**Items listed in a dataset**

==*==

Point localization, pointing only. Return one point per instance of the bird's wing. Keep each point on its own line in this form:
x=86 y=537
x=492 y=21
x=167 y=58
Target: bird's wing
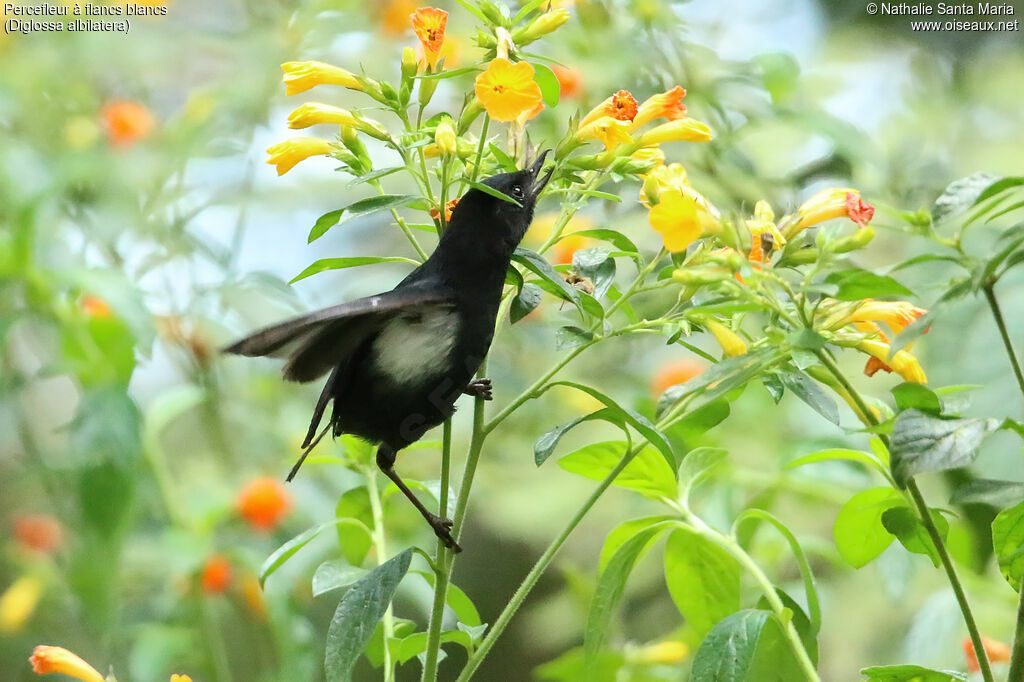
x=318 y=341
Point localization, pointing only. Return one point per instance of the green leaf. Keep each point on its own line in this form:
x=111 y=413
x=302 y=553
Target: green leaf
x=627 y=529
x=335 y=573
x=921 y=442
x=858 y=531
x=1008 y=542
x=903 y=522
x=961 y=195
x=339 y=263
x=702 y=580
x=914 y=396
x=357 y=613
x=545 y=445
x=610 y=585
x=697 y=465
x=838 y=454
x=810 y=392
x=359 y=208
x=288 y=550
x=550 y=87
x=857 y=284
x=745 y=646
x=625 y=415
x=907 y=673
x=646 y=473
x=525 y=302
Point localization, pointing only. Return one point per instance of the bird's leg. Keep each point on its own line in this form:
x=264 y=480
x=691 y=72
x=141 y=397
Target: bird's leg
x=479 y=388
x=441 y=526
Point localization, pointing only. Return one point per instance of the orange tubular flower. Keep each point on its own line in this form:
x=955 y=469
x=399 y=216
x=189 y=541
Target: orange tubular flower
x=216 y=574
x=996 y=652
x=507 y=89
x=300 y=76
x=668 y=104
x=675 y=218
x=902 y=363
x=127 y=122
x=673 y=375
x=286 y=155
x=263 y=503
x=622 y=107
x=47 y=659
x=429 y=25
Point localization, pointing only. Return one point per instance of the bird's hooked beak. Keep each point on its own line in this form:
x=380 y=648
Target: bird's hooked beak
x=535 y=170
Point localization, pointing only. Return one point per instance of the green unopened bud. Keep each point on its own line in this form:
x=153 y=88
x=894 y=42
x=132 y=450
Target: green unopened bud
x=542 y=26
x=410 y=65
x=444 y=137
x=469 y=113
x=695 y=276
x=497 y=12
x=858 y=240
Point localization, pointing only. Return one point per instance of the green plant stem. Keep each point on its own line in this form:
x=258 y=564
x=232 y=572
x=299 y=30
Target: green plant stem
x=387 y=623
x=442 y=558
x=993 y=304
x=729 y=544
x=1017 y=655
x=926 y=519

==*==

Output, exactly, all the records above; include no pictures.

Point localization, pointing only. Return one point per instance of the bird's wing. Keep each point on its own line in this form:
x=86 y=537
x=492 y=21
x=167 y=58
Target: bird's wing
x=318 y=341
Point localization, pointing only. Return one point per instance of the green leaf. Keep each point on its own line in this form:
x=111 y=413
x=302 y=553
Target: green leaf
x=627 y=529
x=335 y=573
x=921 y=442
x=858 y=531
x=1008 y=542
x=903 y=522
x=961 y=195
x=339 y=263
x=702 y=580
x=914 y=396
x=357 y=613
x=545 y=445
x=610 y=585
x=697 y=465
x=838 y=454
x=810 y=392
x=359 y=208
x=288 y=550
x=550 y=87
x=857 y=284
x=745 y=646
x=625 y=415
x=907 y=673
x=646 y=473
x=525 y=302
Point localization, pointing only. Return one point per instance of the bird's leg. Keep each point on its own line in this form:
x=264 y=480
x=691 y=72
x=141 y=397
Target: bird's leg
x=479 y=388
x=441 y=526
Point localization, pointing only. Return one point per instance of the orange tubular flower. Keep each point on its own line in this form:
x=955 y=469
x=399 y=216
x=189 y=541
Target: orange tubular flower
x=216 y=574
x=996 y=652
x=507 y=89
x=300 y=76
x=668 y=104
x=675 y=218
x=902 y=363
x=127 y=122
x=673 y=375
x=286 y=155
x=263 y=503
x=622 y=107
x=47 y=659
x=429 y=25
Point localization, pointing only. Return one point per instance of the bird's hooked beak. Keep each point on its own line in this form:
x=380 y=648
Target: bird's hooked beak
x=535 y=170
Point localization, pointing only. Return one point per instance of the green unopened bud. Keep each point on its own line in this form:
x=153 y=88
x=894 y=42
x=132 y=450
Target: green unopened bud
x=542 y=26
x=410 y=65
x=444 y=137
x=469 y=113
x=695 y=276
x=497 y=12
x=858 y=240
Point localization, pointing only. Return one point per instance of the green plant stem. Keep each point on its own line in this form:
x=258 y=564
x=232 y=572
x=299 y=30
Target: green plant stem
x=387 y=623
x=442 y=558
x=993 y=304
x=729 y=544
x=1017 y=655
x=926 y=519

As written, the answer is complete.